**抽出テキスト**
════════

特集
IOWNの時代へ
本稿では、2019年にNTTグループが公表した「IOWN(Innovative Optical and Wireless Network)構想」について紹介します。本記事は、2019年11月14~15日に開催された「NTT R&Dフォーラム2019」での、澤田純NTT代表取締役社長の講演を基に構成したものです。
NTT代表取締役社長 澤田 純
歴史にみる日本の特徴
今回の講演ではIOWN(Innovative Optical and Wireless Network)という、新しい情報通信基盤について話をします。この新しい構想を紹介するにあたり、まずは歴史を振り返りたいと思います。また、今日は海外の方もたくさん来ておりますので、日本がどのような国かということも理解いただきたく、3世紀にまでさかのぼって説明します。
古代(3世紀頃)の日本
図1は中国の三国時代の魏志倭人伝に出てくる日本の紹介部分です。当時日本は倭と呼ばれており、「倭は真珠、青玉を産出し、倭の山では丹が採れる」という記載があります。真珠はパール、青玉はサファイアです。サファイアは富山と奈良でよく採れたといわれています。丹は硫化水銀のことで朱(しゅ)とも言い、猛毒ですが防腐剤に使用したり、当時はいろいろな薬剤、塗料に用いられたりしていました。硫化水銀については、奈良の産出量が多かったのですが、大分や徳島などでも採れています。このように中国の歴史書から日本が豊かな資源産出国であったことがうかがえます。
図1 古代(3世紀頃)の日本
江戸時代(17~19世紀)の日本
時代は17世紀、日本は鎖国をしていましたが、実はオランダを通じてかなり貿易を行っていました。例えば、オランダの画家であるフェルメールが描いた絵の中で、地理学者や天文学者がヤポンスロックと呼ばれる着物を着ています。着物は欧州で非常に珍重されたといわれています(1)。
また、世界の流通の主流であった銀の3割が日本産だったことが現在までの研究で分かっています。産出量が多かったのは南米のポトシ銀山で、そこをスペインが植民地としていたことから、オランダは長崎の出島を通じて日本からかなりの量の銀を輸入していました。
さらに、網野善彦先生の『「日本」とは何か』によると、百姓(ひゃくせい)の4割は農民以外の多様な職人が占めており、彼らの優れた技術によってつくられた工芸品などが欧州に向けて輸出されていたようです。
こうした江戸社会を産業革命時代の欧州社会と比較してみます。産業革命はエネルギー革命であり、ロンドンでは労働を節約して、資本を集約しながらエネルギーを投下して経済成長を図っていました。一方、江戸は労働を集約し、資本を節約することで、下水道の完備など循環型のエコな構造を持つ、人口100万人の都市となりました。両者を対比すると正反対の構造となっていることがよく分かります。

════════

**データ行**
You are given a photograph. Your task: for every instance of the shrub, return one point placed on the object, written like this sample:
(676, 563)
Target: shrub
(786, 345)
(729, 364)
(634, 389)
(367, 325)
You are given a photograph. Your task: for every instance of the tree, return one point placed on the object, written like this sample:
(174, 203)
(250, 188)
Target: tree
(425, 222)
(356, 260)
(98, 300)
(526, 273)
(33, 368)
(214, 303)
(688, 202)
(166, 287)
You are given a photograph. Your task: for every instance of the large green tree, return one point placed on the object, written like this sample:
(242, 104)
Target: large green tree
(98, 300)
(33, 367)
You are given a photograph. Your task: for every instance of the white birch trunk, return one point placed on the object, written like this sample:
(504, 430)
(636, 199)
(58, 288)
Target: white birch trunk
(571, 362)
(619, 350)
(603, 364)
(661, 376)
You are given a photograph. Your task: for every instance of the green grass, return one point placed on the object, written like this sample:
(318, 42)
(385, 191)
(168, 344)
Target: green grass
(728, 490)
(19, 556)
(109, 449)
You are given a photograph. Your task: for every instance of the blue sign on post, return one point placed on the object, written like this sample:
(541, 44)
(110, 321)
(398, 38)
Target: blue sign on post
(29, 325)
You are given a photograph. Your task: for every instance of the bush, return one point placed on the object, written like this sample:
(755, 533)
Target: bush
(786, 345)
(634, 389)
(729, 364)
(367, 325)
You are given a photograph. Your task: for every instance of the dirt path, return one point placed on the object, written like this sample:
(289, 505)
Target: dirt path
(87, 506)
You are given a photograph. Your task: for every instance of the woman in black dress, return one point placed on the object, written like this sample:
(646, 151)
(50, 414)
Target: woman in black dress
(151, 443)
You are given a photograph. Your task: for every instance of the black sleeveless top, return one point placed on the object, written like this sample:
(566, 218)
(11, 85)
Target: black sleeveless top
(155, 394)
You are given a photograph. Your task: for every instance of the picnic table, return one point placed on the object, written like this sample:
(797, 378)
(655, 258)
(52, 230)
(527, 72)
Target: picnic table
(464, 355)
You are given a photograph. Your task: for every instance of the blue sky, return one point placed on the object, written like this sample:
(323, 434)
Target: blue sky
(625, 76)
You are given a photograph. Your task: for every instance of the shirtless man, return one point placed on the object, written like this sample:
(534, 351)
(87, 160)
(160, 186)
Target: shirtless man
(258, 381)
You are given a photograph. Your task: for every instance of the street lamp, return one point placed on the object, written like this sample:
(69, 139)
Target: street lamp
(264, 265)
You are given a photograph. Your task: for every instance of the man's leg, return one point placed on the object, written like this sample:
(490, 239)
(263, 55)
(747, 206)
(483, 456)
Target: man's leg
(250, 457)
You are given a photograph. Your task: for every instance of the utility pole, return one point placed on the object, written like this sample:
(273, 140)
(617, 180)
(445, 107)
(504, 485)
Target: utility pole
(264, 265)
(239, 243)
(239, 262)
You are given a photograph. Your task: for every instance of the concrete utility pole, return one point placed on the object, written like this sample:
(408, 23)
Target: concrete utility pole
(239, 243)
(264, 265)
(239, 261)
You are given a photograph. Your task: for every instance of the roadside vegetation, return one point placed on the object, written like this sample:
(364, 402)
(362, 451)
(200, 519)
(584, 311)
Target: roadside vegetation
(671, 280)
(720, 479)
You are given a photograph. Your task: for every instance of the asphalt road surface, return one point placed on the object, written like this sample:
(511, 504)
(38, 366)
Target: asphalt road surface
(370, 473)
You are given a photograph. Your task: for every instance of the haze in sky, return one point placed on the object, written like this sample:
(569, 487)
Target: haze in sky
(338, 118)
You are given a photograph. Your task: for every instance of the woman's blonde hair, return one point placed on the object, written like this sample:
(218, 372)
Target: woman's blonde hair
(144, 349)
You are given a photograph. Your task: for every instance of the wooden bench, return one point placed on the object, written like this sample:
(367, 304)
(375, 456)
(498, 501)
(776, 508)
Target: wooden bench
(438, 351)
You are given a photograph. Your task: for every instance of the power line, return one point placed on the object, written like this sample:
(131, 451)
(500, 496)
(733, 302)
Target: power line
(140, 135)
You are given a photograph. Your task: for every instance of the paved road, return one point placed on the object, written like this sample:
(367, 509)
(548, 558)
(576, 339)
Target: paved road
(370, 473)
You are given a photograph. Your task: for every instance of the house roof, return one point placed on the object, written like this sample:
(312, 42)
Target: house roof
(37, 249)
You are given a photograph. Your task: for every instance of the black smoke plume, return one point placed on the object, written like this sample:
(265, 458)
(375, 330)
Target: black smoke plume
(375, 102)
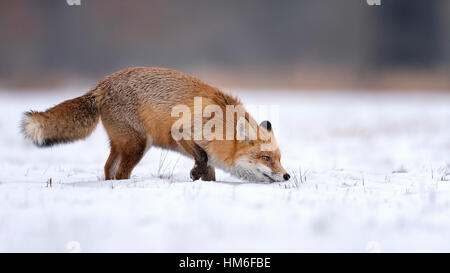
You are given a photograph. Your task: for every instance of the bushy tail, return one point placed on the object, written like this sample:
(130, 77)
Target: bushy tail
(66, 122)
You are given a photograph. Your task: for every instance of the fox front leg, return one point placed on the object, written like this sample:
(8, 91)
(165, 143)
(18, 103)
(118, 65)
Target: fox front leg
(201, 168)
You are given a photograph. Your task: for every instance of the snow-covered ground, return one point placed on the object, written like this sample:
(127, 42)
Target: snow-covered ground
(371, 173)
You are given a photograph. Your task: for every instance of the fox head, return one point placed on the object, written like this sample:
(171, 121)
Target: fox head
(258, 159)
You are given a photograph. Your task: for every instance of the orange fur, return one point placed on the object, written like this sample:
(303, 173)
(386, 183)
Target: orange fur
(135, 107)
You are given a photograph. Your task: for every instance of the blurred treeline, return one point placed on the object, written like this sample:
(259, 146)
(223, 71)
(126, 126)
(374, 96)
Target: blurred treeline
(302, 44)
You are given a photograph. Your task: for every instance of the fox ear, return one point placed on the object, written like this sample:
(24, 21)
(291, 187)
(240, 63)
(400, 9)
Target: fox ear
(245, 131)
(267, 125)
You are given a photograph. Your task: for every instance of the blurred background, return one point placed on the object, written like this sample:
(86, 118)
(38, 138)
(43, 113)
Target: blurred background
(303, 44)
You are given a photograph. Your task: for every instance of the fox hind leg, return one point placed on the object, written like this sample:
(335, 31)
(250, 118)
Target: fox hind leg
(130, 154)
(112, 162)
(210, 174)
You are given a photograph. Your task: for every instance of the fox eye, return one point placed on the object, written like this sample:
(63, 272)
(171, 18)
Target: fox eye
(267, 158)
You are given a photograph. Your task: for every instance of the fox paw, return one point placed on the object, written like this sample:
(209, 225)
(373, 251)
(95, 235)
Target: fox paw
(198, 172)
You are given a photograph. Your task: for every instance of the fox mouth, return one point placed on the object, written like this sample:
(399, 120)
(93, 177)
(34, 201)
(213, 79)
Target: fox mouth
(270, 178)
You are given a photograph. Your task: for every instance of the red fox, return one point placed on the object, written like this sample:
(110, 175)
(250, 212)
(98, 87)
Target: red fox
(135, 106)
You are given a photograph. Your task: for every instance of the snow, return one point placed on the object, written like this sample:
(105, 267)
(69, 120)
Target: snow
(371, 173)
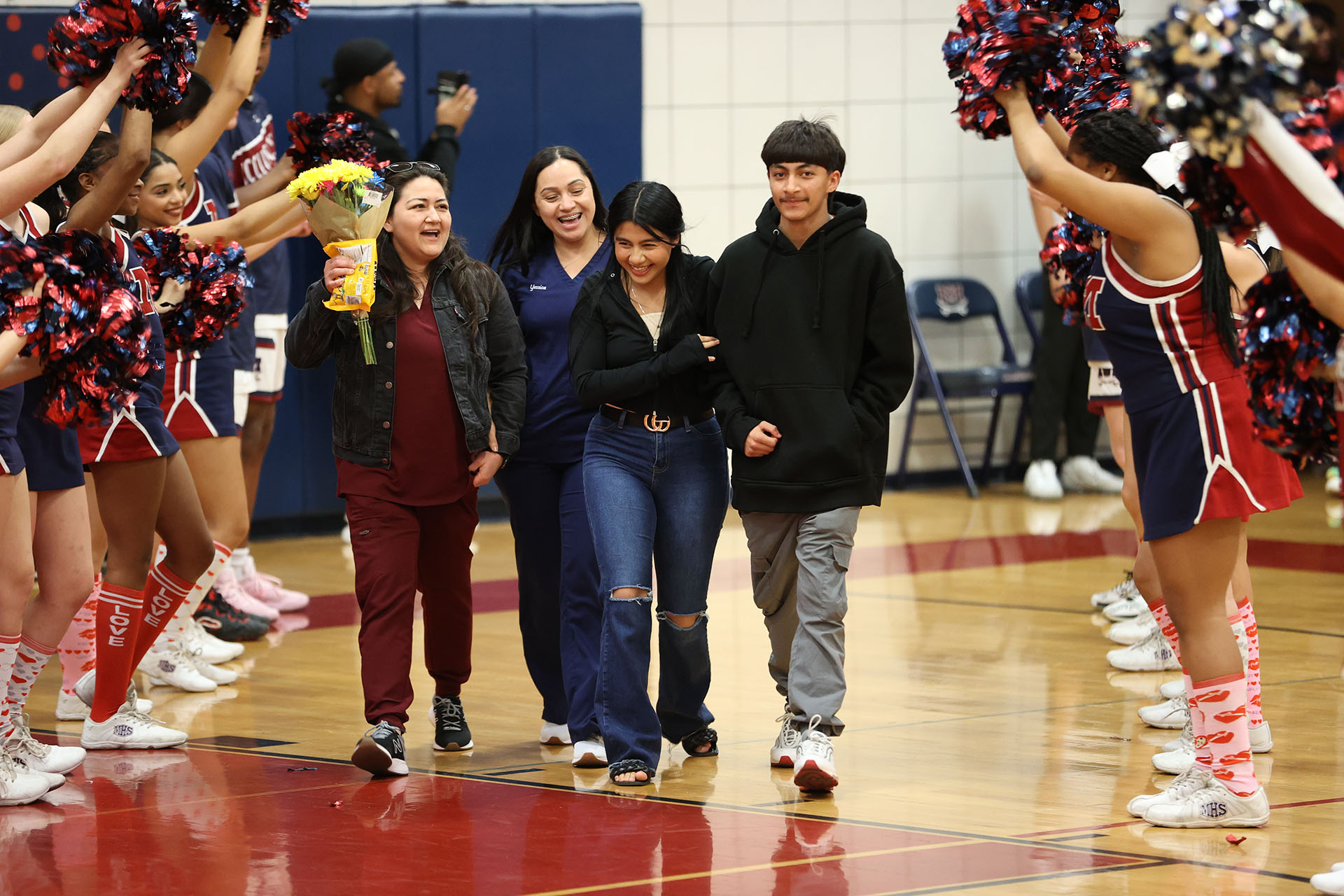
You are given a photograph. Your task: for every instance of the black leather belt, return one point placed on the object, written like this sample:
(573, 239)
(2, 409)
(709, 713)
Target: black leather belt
(654, 422)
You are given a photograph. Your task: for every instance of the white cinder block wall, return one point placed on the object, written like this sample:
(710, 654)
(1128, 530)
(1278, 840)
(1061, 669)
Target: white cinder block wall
(720, 74)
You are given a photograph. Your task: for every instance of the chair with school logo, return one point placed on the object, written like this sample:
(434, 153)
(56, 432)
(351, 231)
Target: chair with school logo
(953, 307)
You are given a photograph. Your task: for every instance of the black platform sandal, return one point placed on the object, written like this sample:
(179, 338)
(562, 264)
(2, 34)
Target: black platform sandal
(628, 766)
(696, 739)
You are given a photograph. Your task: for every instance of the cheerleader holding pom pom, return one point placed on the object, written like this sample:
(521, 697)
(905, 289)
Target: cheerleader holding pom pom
(1160, 300)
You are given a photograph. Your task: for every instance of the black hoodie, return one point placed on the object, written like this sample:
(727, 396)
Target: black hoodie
(815, 340)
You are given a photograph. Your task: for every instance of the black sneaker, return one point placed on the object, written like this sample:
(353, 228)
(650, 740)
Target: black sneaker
(227, 622)
(381, 751)
(451, 731)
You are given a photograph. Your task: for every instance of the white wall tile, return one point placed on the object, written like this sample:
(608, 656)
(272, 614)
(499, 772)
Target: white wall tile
(875, 59)
(932, 141)
(756, 52)
(699, 149)
(818, 73)
(699, 65)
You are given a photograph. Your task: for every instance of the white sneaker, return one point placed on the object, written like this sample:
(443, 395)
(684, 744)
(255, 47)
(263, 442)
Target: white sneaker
(1211, 806)
(589, 754)
(1331, 881)
(213, 650)
(1186, 783)
(1175, 762)
(1168, 713)
(229, 589)
(1042, 482)
(1128, 608)
(19, 786)
(1135, 630)
(815, 761)
(1172, 690)
(169, 664)
(1117, 592)
(1151, 654)
(35, 755)
(1084, 473)
(85, 688)
(268, 589)
(555, 735)
(785, 751)
(130, 729)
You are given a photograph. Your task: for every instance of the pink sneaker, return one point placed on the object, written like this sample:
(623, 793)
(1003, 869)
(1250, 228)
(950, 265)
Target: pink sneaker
(267, 589)
(227, 587)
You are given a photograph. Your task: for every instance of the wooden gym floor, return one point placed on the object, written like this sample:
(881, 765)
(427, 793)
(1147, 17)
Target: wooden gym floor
(990, 747)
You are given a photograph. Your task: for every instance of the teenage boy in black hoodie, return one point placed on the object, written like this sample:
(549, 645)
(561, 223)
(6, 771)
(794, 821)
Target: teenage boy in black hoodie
(815, 356)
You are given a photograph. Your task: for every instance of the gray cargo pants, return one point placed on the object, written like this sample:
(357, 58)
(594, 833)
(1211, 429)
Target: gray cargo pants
(799, 564)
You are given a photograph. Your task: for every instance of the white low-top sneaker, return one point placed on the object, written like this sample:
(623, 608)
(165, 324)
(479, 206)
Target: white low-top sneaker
(171, 665)
(19, 786)
(1042, 482)
(1082, 473)
(1151, 654)
(130, 729)
(1135, 630)
(555, 735)
(1194, 778)
(35, 755)
(1168, 713)
(785, 750)
(1211, 806)
(1116, 593)
(589, 754)
(815, 764)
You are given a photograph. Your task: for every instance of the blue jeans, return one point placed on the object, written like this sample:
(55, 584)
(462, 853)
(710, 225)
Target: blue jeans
(654, 498)
(559, 608)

════════

**演習**
抽出テキストのうち「NTT代表取締役社長 澤田 純」から「けて輸出されていたようです。」までの箇所を、「オランダ」を「阿蘭陀」に置き換えて書き直しなさい。 ここに並ぶ行は、抽出テキストとは別個の資料である。

**解答**
NTT代表取締役社長 澤田 純
歴史にみる日本の特徴
今回の講演ではIOWN(Innovative Optical and Wireless Network)という、新しい情報通信基盤について話をします。この新しい構想を紹介するにあたり、まずは歴史を振り返りたいと思います。また、今日は海外の方もたくさん来ておりますので、日本がどのような国かということも理解いただきたく、3世紀にまでさかのぼって説明します。
古代(3世紀頃)の日本
図1は中国の三国時代の魏志倭人伝に出てくる日本の紹介部分です。当時日本は倭と呼ばれており、「倭は真珠、青玉を産出し、倭の山では丹が採れる」という記載があります。真珠はパール、青玉はサファイアです。サファイアは富山と奈良でよく採れたといわれています。丹は硫化水銀のことで朱(しゅ)とも言い、猛毒ですが防腐剤に使用したり、当時はいろいろな薬剤、塗料に用いられたりしていました。硫化水銀については、奈良の産出量が多かったのですが、大分や徳島などでも採れています。このように中国の歴史書から日本が豊かな資源産出国であったことがうかがえます。
図1 古代(3世紀頃)の日本
江戸時代(17~19世紀)の日本
時代は17世紀、日本は鎖国をしていましたが、実は阿蘭陀を通じてかなり貿易を行っていました。例えば、阿蘭陀の画家であるフェルメールが描いた絵の中で、地理学者や天文学者がヤポンスロックと呼ばれる着物を着ています。着物は欧州で非常に珍重されたといわれています(1)。
また、世界の流通の主流であった銀の3割が日本産だったことが現在までの研究で分かっています。産出量が多かったのは南米のポトシ銀山で、そこをスペインが植民地としていたことから、阿蘭陀は長崎の出島を通じて日本からかなりの量の銀を輸入していました。
さらに、網野善彦先生の『「日本」とは何か』によると、百姓(ひゃくせい)の4割は農民以外の多様な職人が占めており、彼らの優れた技術によってつくられた工芸品などが欧州に向けて輸出されていたようです。